**How to complete this task:**
Without any pictures, output the records exactly as they are.
┌──
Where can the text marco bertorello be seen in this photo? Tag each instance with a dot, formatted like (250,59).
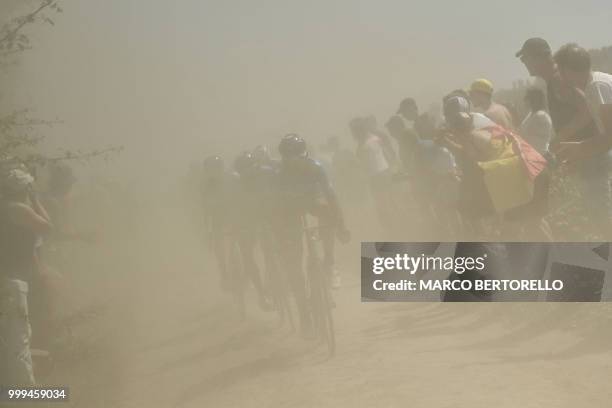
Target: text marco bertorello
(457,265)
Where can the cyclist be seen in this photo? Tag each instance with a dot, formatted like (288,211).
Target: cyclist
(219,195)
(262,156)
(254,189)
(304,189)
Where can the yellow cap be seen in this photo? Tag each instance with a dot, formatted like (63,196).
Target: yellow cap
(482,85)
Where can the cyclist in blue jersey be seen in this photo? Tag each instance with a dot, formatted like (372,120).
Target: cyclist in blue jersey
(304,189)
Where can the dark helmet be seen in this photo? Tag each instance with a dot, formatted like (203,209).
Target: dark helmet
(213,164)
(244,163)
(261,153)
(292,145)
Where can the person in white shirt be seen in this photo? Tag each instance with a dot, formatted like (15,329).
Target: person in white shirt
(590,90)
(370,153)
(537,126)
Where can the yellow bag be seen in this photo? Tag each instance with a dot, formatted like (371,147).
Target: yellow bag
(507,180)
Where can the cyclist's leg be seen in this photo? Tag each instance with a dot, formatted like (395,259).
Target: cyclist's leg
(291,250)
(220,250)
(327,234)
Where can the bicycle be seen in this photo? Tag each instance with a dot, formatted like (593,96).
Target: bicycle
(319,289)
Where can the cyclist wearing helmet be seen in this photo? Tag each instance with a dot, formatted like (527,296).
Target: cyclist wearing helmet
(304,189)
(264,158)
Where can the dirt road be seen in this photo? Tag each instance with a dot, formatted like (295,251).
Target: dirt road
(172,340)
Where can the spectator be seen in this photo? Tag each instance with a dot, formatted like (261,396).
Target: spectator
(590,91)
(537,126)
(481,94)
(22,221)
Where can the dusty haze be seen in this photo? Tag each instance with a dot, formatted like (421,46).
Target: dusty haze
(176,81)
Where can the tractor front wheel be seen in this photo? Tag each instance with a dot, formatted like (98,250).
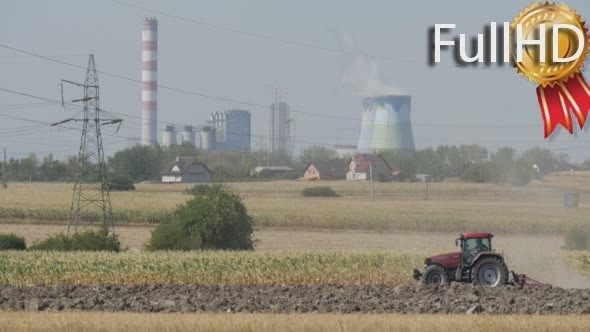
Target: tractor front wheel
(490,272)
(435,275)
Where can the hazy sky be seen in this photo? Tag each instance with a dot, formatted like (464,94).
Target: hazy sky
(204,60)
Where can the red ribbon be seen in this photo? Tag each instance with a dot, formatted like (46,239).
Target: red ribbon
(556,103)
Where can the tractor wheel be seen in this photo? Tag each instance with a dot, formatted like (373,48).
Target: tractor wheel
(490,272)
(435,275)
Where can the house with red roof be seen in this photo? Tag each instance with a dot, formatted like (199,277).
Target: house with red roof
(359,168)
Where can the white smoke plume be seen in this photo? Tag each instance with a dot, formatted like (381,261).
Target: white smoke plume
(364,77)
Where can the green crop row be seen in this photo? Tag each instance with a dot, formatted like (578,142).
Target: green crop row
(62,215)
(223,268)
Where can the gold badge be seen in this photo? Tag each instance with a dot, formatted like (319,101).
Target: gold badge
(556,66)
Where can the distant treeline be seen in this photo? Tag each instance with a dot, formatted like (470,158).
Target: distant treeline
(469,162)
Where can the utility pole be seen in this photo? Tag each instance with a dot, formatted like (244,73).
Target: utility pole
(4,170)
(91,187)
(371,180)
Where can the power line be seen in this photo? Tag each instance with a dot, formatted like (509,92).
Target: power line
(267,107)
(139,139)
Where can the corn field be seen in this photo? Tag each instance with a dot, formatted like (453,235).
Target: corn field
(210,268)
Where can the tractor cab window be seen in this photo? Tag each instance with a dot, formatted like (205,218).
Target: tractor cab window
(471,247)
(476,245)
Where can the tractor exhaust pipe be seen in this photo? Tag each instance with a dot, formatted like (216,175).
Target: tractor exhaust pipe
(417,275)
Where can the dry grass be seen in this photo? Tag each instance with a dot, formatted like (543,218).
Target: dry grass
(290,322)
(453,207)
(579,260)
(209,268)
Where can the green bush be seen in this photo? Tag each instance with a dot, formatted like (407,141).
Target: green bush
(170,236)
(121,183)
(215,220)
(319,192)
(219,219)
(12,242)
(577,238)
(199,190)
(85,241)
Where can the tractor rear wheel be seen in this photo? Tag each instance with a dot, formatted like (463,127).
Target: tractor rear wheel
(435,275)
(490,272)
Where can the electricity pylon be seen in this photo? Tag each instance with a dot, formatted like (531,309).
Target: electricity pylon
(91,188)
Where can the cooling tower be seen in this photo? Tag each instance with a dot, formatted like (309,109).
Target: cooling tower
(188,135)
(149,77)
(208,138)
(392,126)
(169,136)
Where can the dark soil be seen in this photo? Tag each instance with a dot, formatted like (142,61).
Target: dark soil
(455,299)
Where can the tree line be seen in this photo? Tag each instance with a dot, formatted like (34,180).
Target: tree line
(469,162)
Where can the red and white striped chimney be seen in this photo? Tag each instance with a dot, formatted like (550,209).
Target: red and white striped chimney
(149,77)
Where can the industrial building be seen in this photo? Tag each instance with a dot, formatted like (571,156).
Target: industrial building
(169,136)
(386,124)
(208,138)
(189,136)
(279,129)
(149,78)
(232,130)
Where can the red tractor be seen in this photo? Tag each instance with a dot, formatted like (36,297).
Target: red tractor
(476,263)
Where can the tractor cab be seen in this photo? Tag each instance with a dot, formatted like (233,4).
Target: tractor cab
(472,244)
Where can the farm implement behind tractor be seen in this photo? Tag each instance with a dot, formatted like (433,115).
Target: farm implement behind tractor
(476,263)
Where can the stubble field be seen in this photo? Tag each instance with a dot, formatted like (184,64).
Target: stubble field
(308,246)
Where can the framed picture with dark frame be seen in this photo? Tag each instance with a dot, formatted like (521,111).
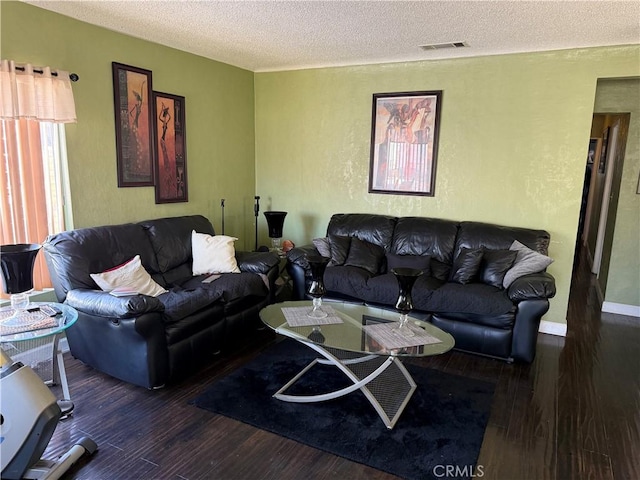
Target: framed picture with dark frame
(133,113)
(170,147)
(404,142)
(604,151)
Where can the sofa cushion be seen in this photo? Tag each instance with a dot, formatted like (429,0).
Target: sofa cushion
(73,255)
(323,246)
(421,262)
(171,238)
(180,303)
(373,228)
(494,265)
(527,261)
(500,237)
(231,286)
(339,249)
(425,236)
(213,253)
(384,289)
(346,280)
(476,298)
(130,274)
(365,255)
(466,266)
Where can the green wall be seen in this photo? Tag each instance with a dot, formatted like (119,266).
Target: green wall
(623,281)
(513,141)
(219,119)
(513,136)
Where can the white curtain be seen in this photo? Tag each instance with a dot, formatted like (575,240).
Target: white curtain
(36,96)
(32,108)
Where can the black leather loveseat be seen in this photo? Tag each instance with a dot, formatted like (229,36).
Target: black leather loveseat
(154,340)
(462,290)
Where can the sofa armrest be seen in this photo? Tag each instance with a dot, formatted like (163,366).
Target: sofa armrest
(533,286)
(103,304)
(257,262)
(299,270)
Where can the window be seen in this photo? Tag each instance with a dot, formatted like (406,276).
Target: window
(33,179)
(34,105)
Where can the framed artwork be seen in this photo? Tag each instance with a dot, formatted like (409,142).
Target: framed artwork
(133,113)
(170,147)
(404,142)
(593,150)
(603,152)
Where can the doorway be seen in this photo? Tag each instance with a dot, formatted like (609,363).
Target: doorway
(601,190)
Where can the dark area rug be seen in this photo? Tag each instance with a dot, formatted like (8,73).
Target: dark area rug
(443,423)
└──
**Response:**
Where can the text marco bertorello be seen in this photo? Tag each instance with a dot, formatted like (250,59).
Target: text marco bertorello
(457,265)
Where can the cyclist be seen in this photo? Tag each instance with a dot, formatted like (288,211).
Target: cyclist
(219,195)
(262,156)
(254,189)
(304,189)
Where can the yellow cap be seen in this photo? Tag each instance with a dot, formatted like (63,196).
Target: yellow cap
(482,85)
Where can the cyclist in blue jersey be seen in this photo? Tag each instance with a dot, formatted like (372,120).
Target: cyclist in blue jersey
(304,189)
Where can the dark helmet be seen in this photo? Tag each instance with a dot, formatted like (203,209).
Target: dark helmet
(213,164)
(244,163)
(261,153)
(292,145)
Where can the person in white shirt be seen in this photo? Tag each instance with a dot, formatted like (15,329).
Target: person in white shirt
(590,90)
(370,153)
(537,126)
Where can the yellow bag be seen in this photo? Tag each instance with a dot, formatted like (371,147).
Target: yellow bag
(507,180)
Where can the cyclist's leg be seen in this photo? Tag each instance with a dot, formatted like (395,259).
Target: cyclist's leg
(291,250)
(220,250)
(327,234)
Where can the bicycle be seen in this photo? Tag each instance with a dot, formatted like (593,96).
Target: bicycle
(319,289)
Where can the cyclist wearing helmet be seen in this photo? Tag each instance with a dot, formatted like (527,296).
Target: cyclist wearing helmet
(304,189)
(264,158)
Where can the dirt road be seen in this photo? Tag each instance with a dot, formatted like (295,251).
Target: dirt road
(172,340)
Where can the spectator be seen in this photo? Tag each instance with a dot, formatted like (261,396).
Target: spectator
(590,91)
(537,126)
(481,94)
(22,221)
Where can the dusty haze be seen in this photo? Tag each instance with a dot, formatted like (421,46).
Target: dusty haze
(176,81)
Where can the tractor front wheel be seen in this photo? Tag each instance with a dot, formatted like (98,250).
Target: tractor front wheel
(490,272)
(435,275)
Where can the hazy sky be seen in this photo? Tag each instance with a dot, formatted like (464,94).
Target: hazy sky
(204,60)
Where can the red ribbon be seen in this photo? Tag each instance with a dot, formatted like (46,239).
Target: red ribbon
(556,103)
Where can the tractor wheel be seen in this photo? Tag each instance with a dot, formatted like (373,48).
Target: tractor wheel
(490,272)
(435,275)
Where can the house with red roof be seen in this photo? Tag each instance with a dot, formatted like (199,277).
Target: house with red roof
(359,168)
Where can the white smoke plume be seen in this photo? Tag each instance with a dot, formatted like (381,261).
Target: white smoke plume
(364,77)
Where can the green crop row be seen in this photo? Tag each instance with a dot, formatted like (578,142).
Target: green crop row
(62,215)
(223,268)
Where can the gold badge be seen in this photo? Tag each instance with a dot, formatted like (319,101).
Target: gold badge
(556,66)
Where can the distant treeline be seen in this photo? Tag each instance with a dot, formatted like (470,158).
Target: distant treeline
(469,162)
Where can the utility pole be seen in this photo? Tag each instance with a dot, formatted like (244,73).
Target: utility pole
(4,170)
(91,187)
(371,180)
Where can the power line be seen in this photo? Tag each instance with a dot, formatted like (509,92).
Target: power line
(267,107)
(139,139)
Where can the corn field be seen in this photo? Tag each instance with a dot, formatted like (453,235).
Target: corn field
(210,268)
Where can the tractor cab window be seen in this photo? Tag each instance with a dot, formatted like (205,218).
Target: tractor cab window
(471,247)
(476,245)
Where can the tractor exhaust pipe be seen in this photo? Tag each instance with a dot, formatted like (216,175).
Target: tractor exhaust pipe
(417,275)
Where can the dry grass be seen in this photo? Tag each instance with a dot, formatted like (543,218).
Target: dry grass
(290,322)
(453,207)
(579,260)
(209,268)
Where can the green bush be seen in this photo? Tag each instance with a dot, formatted like (407,141).
Target: green bush
(170,236)
(121,183)
(215,220)
(319,192)
(219,219)
(12,242)
(577,238)
(199,190)
(85,241)
Where can the tractor rear wheel be seen in this photo? Tag each instance with a dot, formatted like (463,127).
Target: tractor rear wheel
(435,275)
(490,272)
Where can the electricity pylon be seen in this photo? Tag each instance with a dot, formatted like (531,309).
Target: electricity pylon
(91,188)
Where can the cooling tower be seen in this photo? Tag each instance with a dot, formatted like (309,109).
Target: cooling tower
(188,135)
(149,77)
(208,138)
(392,126)
(169,136)
Where can the dark soil be seen in this photo? Tag each instance with a dot, formatted like (142,61).
Target: dark soil
(455,299)
Where can the tree line be seen in this photo? Tag each instance with a dot, formatted like (34,180).
Target: tree line
(469,162)
Where can the red and white striped chimney be seen in this photo? Tag each instance with a dot, formatted like (550,209).
Target: red and white striped chimney
(149,77)
Where can the industrial building be seen in this photo? Tag each instance with a dot, formatted like (571,156).
Target: industrial building
(169,136)
(386,124)
(208,138)
(189,136)
(279,129)
(149,78)
(232,130)
Where can the red tractor be seen in this photo? Tag each instance with a dot, formatted like (36,297).
Target: red tractor
(476,263)
Where can the tractor cab be seen in this photo? Tag each instance with a dot, formatted like (233,4).
Target: tractor cab
(472,244)
Where can the farm implement behind tractor be seen in this photo? Tag each instance with a dot, formatted like (433,115).
Target: farm implement behind tractor
(476,263)
Where can the stubble field be seen in this photo? Tag each instance with a dot, formatted like (184,64).
Target: stubble field
(308,246)
Where can the framed picture with dark frame be seen in this photo? Tag each instance with a dot, formatted like (521,111).
Target: framed picture with dark frame
(133,113)
(170,147)
(404,142)
(604,151)
Where can the sofa cushion be seen in this photo? Tag each instance with a dot, formatted like (429,0).
Target: sofa cushion
(73,255)
(323,246)
(421,262)
(171,238)
(180,303)
(373,228)
(494,265)
(527,261)
(500,237)
(231,286)
(339,249)
(425,236)
(213,253)
(384,289)
(346,280)
(476,298)
(130,274)
(365,255)
(466,266)
Where can the green wall be seen in this photo? Tag each instance with a dot, formatted like (119,266).
Target: green wall
(623,281)
(513,141)
(219,119)
(513,136)
Where can the white curtain be seen in this photo? Tag each instance with a dot, formatted like (575,240).
Target: white curtain
(36,96)
(32,108)
Where can the black leather loveseat be seen in this photo? Tag each instance with a dot, formatted like (229,36).
Target: black leather loveseat
(154,340)
(462,290)
Where can the sofa armrest be seen in this photo? Tag each instance with a dot, formatted like (163,366).
Target: sofa armrest
(533,286)
(103,304)
(257,262)
(299,270)
Where can the window be seen in this photo? Tag each instance with a dot, formatted like (406,276).
Target: window
(33,179)
(34,105)
Where can the framed artwork be seen in this photo? Tag each instance with a dot, formatted like (409,142).
Target: framed artwork
(133,113)
(170,147)
(404,142)
(593,150)
(603,152)
Where can the doorway be seen in this photo? Tag each instance with a dot, formatted like (609,363).
Target: doorway
(601,190)
Where can the dark area rug be seen in this photo? Tag each instance with a dot, formatted like (8,73).
Target: dark area rug
(443,423)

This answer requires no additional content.